*To-do list*.
(a) Reproduce verbatim the part of the compiler thread excerpt that opens with the words containing "On 09 May 2013, at" and closes with "in our code).".
(b) Return the part of the records that opens with the line containing "on the hilltop" and runs through the end of the records as a JSON list of strings, one string per line, leaving out blank lines.

*Page excerpt*.
____________
2013-05-09 Thread Jonas Maebe

On 09 May 2013, at 14:39, Bruce Tulloch wrote:

 Thanks José, I can see that might cause a problem given bar passes result
 by reference to foo without initializing result first. My question to Jonas
 or others more knowledgeable than me about what the compiler does, is
 whether result (in your example and my own case) is guaranteed to be
 initialized to nil when it first appears in scope (i.e. before it's been
 assigned any value in our code).

Every instance of an automated type, whether it was explicitly declared or 
implicitly created as a temp, initially gets the value nil.

However, as Michael and Ludo explained, the result variable of a function 
returning an ansistring/unicodestring is not created inside that function 
itself. The compiler turns such functions into procedures with an implicit 
var-parameter and the *caller* passes the location where the function result 
should go via that parameter. This location can be a temporary location, but 
the compiler can also optimize this by directly passing the location of the 
variable to which you assign the result of that function call. Such 
optimizations only occur in safe situations (e.g., not when assigning to a 
global variable, because otherwise assigning something to the function result 
would immediately change the value of that global variable too), but as Ludo 
explains this means that you are looking in the wrong place for the data race.

So you are probably writing in two threads to whatever you are assigning the 
result of that function to.
____________
*Recorded information*.
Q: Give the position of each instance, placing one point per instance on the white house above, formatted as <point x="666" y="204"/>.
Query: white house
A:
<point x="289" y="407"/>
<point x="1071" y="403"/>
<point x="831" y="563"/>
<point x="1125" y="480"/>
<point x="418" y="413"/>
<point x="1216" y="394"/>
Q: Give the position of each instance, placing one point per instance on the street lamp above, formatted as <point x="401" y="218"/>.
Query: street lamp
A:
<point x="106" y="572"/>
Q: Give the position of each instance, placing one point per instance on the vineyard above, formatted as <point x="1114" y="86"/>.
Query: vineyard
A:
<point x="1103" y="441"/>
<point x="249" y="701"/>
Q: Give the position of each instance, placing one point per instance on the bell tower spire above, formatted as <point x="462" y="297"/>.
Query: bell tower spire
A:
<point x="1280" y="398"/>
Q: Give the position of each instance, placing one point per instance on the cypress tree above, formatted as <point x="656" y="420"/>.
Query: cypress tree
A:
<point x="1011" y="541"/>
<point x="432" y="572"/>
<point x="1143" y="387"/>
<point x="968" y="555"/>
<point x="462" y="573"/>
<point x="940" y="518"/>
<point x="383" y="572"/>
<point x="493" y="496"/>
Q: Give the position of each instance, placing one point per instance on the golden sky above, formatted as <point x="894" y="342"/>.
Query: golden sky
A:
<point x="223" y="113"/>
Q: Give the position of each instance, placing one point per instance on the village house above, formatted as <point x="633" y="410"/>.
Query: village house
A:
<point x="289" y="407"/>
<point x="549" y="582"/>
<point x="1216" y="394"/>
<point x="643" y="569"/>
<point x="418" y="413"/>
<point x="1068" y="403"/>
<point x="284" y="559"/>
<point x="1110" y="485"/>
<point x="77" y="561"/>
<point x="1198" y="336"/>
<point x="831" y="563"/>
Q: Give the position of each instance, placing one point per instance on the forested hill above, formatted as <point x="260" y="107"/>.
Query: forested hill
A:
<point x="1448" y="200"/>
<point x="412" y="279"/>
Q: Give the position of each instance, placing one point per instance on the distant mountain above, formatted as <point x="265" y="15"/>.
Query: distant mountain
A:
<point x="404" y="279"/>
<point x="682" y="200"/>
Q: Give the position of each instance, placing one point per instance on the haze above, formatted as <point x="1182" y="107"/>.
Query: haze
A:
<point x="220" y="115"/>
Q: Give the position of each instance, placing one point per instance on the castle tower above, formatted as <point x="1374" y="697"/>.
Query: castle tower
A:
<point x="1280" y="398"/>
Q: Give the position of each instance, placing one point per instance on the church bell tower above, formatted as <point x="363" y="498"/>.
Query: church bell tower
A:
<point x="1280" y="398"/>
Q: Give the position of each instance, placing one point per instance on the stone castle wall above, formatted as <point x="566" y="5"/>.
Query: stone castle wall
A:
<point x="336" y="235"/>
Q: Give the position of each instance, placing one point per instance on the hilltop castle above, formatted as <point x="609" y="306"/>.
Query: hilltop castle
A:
____________
*Task-by-task results*.
(a)
On 09 May 2013, at 14:39, Bruce Tulloch wrote:

 Thanks José, I can see that might cause a problem given bar passes result
 by reference to foo without initializing result first. My question to Jonas
 or others more knowledgeable than me about what the compiler does, is
 whether result (in your example and my own case) is guaranteed to be
 initialized to nil when it first appears in scope (i.e. before it's been
 assigned any value in our code).

(b)
[
  "Q: Give the position of each instance, placing one point per instance on the hilltop castle above, formatted as <point x=\"609\" y=\"306\"/>.",
  "Query: hilltop castle",
  "A:"
]